Task to carry out ->
Starting at the line that contains "point: the parked", quote each line exactly through the last line of the entries, both included.

Location labeling records ->
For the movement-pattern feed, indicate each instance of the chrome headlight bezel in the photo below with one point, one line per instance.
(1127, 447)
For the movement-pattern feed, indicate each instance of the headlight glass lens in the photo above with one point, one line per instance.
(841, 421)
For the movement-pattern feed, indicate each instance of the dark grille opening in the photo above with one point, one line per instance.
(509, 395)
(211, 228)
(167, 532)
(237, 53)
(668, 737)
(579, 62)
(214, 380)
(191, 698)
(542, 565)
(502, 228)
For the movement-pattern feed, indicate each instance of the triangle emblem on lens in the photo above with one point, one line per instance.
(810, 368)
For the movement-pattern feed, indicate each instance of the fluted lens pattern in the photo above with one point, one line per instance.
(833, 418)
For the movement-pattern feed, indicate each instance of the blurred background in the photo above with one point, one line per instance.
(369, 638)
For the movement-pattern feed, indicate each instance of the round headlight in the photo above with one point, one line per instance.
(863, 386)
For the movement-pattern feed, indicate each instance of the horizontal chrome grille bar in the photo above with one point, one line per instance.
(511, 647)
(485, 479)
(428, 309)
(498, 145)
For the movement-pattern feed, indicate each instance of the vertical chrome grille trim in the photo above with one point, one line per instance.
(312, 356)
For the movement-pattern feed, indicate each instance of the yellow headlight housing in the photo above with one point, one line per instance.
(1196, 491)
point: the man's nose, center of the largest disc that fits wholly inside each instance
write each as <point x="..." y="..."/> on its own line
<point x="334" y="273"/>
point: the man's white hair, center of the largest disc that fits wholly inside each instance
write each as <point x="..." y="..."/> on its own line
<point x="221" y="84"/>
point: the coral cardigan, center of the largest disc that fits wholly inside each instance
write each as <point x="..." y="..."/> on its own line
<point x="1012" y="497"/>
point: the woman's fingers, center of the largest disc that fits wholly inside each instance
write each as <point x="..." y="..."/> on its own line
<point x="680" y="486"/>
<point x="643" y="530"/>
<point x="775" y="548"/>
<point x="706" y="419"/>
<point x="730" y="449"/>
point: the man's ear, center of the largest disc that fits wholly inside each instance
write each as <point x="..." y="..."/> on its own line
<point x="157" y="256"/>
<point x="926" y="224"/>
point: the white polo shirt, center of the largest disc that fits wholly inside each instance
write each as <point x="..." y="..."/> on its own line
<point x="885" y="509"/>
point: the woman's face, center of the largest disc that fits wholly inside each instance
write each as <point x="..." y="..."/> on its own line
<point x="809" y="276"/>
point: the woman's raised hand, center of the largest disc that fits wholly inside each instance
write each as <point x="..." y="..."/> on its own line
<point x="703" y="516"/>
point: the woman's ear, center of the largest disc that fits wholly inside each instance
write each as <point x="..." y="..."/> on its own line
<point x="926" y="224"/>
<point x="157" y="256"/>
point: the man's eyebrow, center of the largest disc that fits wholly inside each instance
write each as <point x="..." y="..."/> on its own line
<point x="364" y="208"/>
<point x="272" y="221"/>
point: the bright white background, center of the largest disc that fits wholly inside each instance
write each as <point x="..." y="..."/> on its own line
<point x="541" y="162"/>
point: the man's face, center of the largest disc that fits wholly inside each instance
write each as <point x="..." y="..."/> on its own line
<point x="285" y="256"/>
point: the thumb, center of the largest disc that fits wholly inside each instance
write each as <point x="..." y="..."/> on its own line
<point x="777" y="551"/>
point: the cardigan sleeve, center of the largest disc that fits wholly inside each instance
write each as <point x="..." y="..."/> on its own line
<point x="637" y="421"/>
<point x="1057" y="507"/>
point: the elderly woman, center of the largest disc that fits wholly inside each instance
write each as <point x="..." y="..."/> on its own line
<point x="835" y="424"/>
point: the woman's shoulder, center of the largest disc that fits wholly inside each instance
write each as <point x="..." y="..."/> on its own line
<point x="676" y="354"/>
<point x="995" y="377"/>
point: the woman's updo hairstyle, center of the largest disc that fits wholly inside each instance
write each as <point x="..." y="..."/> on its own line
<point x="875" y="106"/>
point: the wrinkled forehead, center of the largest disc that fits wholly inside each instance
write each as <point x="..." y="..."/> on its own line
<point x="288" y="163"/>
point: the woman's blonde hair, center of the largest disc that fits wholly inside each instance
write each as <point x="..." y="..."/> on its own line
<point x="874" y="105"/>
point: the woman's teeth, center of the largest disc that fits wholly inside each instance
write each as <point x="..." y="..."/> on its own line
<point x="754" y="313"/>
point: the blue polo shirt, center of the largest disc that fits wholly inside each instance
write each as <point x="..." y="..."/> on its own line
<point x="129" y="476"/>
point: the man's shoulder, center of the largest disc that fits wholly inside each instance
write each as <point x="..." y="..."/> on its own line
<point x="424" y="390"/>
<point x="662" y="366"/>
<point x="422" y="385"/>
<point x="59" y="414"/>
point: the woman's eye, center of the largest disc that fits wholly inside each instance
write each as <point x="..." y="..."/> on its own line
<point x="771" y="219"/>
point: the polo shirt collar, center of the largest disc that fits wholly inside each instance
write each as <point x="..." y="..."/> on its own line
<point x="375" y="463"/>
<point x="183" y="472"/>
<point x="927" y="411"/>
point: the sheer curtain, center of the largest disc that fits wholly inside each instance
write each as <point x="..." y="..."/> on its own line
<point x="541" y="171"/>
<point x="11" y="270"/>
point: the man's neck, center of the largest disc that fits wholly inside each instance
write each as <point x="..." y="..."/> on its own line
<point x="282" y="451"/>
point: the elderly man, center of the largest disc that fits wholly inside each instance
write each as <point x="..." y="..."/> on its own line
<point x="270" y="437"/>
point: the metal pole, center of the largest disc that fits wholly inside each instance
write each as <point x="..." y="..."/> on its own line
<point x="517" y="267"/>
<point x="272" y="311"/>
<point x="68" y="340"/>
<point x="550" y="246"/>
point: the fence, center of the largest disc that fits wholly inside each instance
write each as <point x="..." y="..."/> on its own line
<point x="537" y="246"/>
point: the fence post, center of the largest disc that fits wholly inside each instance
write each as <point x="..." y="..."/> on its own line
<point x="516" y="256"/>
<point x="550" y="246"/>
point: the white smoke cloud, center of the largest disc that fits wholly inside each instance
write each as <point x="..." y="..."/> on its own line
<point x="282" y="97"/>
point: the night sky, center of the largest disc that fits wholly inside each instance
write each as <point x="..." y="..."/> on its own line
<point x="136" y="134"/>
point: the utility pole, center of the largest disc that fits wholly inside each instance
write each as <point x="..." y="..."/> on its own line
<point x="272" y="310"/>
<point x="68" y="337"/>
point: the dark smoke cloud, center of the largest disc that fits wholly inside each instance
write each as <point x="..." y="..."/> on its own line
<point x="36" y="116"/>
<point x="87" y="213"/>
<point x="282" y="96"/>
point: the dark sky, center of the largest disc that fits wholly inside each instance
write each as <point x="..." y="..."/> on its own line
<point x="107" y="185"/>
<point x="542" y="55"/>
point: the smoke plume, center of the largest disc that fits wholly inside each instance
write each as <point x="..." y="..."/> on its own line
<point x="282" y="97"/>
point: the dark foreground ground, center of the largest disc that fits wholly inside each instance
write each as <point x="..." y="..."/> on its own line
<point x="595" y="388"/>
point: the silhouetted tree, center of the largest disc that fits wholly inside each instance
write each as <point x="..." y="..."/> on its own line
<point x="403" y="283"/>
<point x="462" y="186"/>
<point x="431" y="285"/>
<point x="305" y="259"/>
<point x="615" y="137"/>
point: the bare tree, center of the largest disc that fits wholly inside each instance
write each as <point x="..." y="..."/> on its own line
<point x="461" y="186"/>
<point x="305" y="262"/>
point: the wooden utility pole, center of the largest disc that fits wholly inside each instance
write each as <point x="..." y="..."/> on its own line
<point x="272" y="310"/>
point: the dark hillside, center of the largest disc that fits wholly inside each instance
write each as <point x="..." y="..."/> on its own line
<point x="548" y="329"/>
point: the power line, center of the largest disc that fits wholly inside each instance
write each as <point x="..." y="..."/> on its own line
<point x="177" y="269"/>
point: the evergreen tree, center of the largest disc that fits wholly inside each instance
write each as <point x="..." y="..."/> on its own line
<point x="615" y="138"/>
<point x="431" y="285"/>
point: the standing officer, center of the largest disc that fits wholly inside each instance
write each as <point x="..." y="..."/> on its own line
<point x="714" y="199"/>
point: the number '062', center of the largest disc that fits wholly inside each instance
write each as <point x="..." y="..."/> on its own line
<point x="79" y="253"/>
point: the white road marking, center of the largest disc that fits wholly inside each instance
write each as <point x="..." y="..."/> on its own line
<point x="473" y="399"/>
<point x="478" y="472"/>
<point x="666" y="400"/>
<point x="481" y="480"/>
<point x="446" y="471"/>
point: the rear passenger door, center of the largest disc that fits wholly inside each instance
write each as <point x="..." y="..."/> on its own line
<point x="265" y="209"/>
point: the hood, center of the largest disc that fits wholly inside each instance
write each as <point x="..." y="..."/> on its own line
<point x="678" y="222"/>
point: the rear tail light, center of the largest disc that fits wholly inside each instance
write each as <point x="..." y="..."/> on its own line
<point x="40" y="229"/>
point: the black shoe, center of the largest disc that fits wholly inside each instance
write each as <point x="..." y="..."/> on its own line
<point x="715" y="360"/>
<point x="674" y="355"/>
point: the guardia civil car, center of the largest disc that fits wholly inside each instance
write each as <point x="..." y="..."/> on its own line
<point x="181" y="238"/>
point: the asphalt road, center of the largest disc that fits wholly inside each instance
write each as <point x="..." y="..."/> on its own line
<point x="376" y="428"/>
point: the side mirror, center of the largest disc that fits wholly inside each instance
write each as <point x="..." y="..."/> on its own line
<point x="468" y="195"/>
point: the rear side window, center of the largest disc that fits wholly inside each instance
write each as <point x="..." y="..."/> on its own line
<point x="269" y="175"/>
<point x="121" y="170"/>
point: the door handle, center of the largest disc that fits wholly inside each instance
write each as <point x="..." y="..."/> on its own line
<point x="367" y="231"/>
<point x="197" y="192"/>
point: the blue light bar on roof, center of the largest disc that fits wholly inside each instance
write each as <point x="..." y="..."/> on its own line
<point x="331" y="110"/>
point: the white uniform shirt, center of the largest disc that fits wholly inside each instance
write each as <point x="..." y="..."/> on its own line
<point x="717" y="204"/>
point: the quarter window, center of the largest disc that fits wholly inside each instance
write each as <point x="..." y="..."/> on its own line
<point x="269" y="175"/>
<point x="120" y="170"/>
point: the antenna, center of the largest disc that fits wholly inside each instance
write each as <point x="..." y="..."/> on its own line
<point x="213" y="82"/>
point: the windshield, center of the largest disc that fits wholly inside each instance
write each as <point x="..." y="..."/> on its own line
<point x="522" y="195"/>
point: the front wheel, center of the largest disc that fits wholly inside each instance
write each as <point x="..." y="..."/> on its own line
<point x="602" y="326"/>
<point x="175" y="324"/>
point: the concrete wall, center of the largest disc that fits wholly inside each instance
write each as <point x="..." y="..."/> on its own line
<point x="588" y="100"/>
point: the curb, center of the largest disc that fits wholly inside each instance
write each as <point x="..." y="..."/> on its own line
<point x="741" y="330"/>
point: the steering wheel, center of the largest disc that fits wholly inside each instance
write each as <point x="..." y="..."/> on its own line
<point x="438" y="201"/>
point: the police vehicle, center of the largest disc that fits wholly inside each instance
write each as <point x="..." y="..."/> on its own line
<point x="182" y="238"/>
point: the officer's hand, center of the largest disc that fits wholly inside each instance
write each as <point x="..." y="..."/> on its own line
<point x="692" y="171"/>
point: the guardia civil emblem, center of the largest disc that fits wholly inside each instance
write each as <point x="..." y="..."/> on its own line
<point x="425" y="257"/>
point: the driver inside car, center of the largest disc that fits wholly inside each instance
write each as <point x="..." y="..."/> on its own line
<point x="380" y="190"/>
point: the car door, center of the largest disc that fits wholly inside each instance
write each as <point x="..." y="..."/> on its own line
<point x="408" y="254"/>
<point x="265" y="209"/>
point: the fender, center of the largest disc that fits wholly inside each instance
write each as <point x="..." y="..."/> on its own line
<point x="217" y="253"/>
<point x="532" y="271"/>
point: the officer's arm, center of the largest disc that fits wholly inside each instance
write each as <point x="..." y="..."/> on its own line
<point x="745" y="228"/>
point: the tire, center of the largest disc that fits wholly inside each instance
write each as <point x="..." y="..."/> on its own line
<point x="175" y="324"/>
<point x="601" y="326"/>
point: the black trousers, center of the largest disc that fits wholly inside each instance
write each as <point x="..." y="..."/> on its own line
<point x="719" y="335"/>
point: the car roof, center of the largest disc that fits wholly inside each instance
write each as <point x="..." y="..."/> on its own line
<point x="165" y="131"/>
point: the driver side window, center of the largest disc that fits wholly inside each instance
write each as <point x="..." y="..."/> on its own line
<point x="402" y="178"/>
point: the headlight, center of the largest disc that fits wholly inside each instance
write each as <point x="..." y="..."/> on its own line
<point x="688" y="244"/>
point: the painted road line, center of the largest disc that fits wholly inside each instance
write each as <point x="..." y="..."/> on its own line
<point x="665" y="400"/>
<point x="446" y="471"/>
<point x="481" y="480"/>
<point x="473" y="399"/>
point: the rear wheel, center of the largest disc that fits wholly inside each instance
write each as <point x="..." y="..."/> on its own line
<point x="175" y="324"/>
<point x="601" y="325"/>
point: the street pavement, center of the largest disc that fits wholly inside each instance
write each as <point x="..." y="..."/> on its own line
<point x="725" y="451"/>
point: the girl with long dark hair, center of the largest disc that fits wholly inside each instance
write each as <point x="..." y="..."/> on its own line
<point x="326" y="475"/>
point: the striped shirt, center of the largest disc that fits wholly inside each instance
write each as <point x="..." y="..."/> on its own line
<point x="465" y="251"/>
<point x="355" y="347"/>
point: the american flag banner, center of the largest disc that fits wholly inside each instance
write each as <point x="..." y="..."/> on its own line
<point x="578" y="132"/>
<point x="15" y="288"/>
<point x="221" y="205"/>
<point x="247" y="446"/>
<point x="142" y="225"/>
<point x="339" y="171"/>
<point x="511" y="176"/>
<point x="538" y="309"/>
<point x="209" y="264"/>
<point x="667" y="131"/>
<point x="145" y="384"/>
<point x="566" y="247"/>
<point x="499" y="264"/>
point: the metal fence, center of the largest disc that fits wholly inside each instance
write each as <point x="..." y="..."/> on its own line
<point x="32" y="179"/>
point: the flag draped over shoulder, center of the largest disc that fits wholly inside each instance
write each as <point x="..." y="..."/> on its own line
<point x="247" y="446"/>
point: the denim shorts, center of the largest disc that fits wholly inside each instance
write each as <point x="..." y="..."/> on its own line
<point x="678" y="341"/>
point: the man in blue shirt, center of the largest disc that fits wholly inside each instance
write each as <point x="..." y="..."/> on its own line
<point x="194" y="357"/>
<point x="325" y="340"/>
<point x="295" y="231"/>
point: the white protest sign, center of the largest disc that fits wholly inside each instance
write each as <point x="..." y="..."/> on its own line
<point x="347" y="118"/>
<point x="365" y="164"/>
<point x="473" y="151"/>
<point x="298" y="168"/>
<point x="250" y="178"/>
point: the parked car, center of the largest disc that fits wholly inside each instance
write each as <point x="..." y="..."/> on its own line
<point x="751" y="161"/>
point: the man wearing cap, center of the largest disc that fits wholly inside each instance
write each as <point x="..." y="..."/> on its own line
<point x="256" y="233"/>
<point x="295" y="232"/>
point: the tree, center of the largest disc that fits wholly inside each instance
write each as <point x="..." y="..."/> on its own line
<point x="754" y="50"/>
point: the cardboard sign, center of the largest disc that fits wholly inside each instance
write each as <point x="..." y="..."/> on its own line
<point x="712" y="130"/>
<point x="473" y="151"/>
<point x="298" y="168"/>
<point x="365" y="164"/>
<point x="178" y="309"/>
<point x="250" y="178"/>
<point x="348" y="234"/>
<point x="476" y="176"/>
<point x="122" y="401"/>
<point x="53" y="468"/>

Response for this exercise ->
point: the parked car, center of the largest disc that fits wholly inside each instance
write each as <point x="..." y="..."/> on its own line
<point x="751" y="161"/>
point: the man wearing cap, center of the largest disc that fits wholly inside each instance
write each as <point x="..." y="..."/> on its own line
<point x="256" y="233"/>
<point x="295" y="232"/>
point: the tree, center of the largest disc that fits wholly inside each instance
write each as <point x="..." y="..."/> on its own line
<point x="754" y="50"/>
point: the cardboard sign, center of the largest disc that fits wholly inside each instance
write each as <point x="..." y="..."/> on its own line
<point x="712" y="130"/>
<point x="473" y="151"/>
<point x="298" y="168"/>
<point x="365" y="164"/>
<point x="178" y="309"/>
<point x="250" y="178"/>
<point x="348" y="234"/>
<point x="476" y="176"/>
<point x="122" y="401"/>
<point x="53" y="468"/>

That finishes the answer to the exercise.